_Soal Latihan_
Lanjutkan kutipan tentang para penulis catatan perjalanan di Indonesia, mulai setelah kalimat terakhirnya.

_Kutipan_
Tanzil menyopir sendiri kendaraan VW kodoknya, sekalipun ia tidak berbakat montir sama sekali sehingga sering memunculkan rasa miris sekaligus lucu jika kendaraan itu bermasalah di jalan. Di Panama misalnya, roda kendaraan itu rusak di tengah hujan badai, dan ia mencoba  mencongkel  (untuk membukanya) dengan sendok! Tanzil mengajak istrinya yang terkesan pasif dalam perjalanan, namun omelan dan pertengkaran kecil menghidupkan suasana dalam catatan. Tanzil cermat mencatat data dan angka, mulai luas wilayah, garis lintang suatu daerah, jumlah penduduk, bahkan jumlah kamar hotel yang ia masuki, termasuk harga-harga barang yang ia beli. Ketimbang sebagai data matematis yang teknis, angka-angka itu lebih terasa empiris dan estetis sebab disajikan apa adanya dan dalam bahasa bersahaja. Tak kalah menarik, Tanzil mendonasikan semua honorarium dari Intisari untuk panti-panti sosial yang administrasinya langsung diurus majalah bersangkutan.

Tak jarang perjalanan mewarnai gagasan dan spritual sebagaimana tampak dalam buku Soe Hok Gie, Catatan Seorang Demonstran. Pengalamannya ketika berkunjung ke Amerika mewarnai catatannya dalam buku itu. Para penulis yang naik haji melahirkan buku antara lain Orang Jawa Naik Haji (Danarto), Aku Datang Memenuhi PanggilanMu, Ya Allah (Hendra Esmara), Orang Batak Naik Haji (Aritonang) atau Haji Backpekcer Aguk Irawan MN.

Generasi travel writers  terus lahir, bahkan semakin subur, seiring banyaknya media yang menampung tulisan tentang perjalanan.

Generasi travel writers  terus lahir, bahkan semakin subur, seiring banyaknya media yang menampung tulisan tentang perjalanan. Majalah, surat kabar, dan media online memiliki rubrik dan segmen pembaca fanatik untuk perjalanan. Maka deretan penulis catatan perjalanan lahir di tanah air, mulai generasi Maria Hartiningsih di Kompas, Eugline Paulina dan Yatie Asfan Lubis yang banyak menuliskan laporannya di majalah wanita, Gola Gong yang menerbitkan catatan keliling Asia di majalah remaja, sampai Fatris M. Faiz yang banyak menulis untuk Destin Asia, sebagian diterbitkan dalam buku Merobek Sumatera, Kabar dari Timur dan Lara Tawa Nusantara.

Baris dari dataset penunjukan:
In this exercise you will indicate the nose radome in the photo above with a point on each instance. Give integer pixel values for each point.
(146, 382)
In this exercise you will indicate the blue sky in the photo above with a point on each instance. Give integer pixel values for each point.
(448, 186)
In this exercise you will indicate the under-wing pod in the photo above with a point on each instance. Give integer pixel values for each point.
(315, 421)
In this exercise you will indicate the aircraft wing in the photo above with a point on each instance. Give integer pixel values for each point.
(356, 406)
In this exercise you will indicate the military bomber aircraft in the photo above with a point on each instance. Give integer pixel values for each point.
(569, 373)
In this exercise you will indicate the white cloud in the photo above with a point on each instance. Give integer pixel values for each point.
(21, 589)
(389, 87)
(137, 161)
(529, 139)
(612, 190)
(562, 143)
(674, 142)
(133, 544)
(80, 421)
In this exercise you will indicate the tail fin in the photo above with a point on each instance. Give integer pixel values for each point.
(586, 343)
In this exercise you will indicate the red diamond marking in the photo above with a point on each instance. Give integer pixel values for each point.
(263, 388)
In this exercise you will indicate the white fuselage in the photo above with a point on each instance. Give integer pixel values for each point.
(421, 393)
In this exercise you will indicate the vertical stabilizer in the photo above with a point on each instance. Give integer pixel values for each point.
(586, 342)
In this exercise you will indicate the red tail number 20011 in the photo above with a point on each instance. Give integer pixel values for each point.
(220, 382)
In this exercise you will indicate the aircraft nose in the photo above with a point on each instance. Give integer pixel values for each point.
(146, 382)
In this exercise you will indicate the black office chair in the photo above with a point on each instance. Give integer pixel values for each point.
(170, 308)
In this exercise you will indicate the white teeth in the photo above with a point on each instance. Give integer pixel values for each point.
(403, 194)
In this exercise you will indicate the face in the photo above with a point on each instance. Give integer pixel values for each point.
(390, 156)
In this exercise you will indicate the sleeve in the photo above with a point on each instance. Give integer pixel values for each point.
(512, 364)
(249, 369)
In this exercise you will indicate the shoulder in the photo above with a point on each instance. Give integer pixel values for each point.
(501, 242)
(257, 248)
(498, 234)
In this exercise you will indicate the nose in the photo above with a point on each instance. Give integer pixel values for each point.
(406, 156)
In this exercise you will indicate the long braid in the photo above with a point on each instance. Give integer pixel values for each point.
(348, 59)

_Jawaban Soal_
Syafrizaldi menulis perjalanannya di The Jakarta Post, Koran Tempo dan National Geography, Faustinus Hadi, Anton Kurnia, Tary Lestari, Ardi Winangun dan Febriyanti (untuk menyebut beberapa nama) menulis di Koran Tempo, Republika dan media lain. Buku perjalanan juga diminati, sehingga seringkali terbit berseri. Untuk menyebut beberapa ada seri Lorong-Lorong Dunia karya Sigit Susanto, seri The Naked Travelling Trinity dan seri perjalanan Asia Tengah Agustinus Wibowo. Afifah Ahmad menerbitkan The Road To Persia (2013), catatan kunjungannya ke pelosok Iran. Tidak kalah menarik adalah M. Faizi, seorang kyai muda dari tlatah Annuqayah, Sumenep, menulis catatan perjalanan sembari menunaikan hobinya naik bis. Faizi memang dikenal sebagai sesepuh “Bismania” (komunitas pecinta bis).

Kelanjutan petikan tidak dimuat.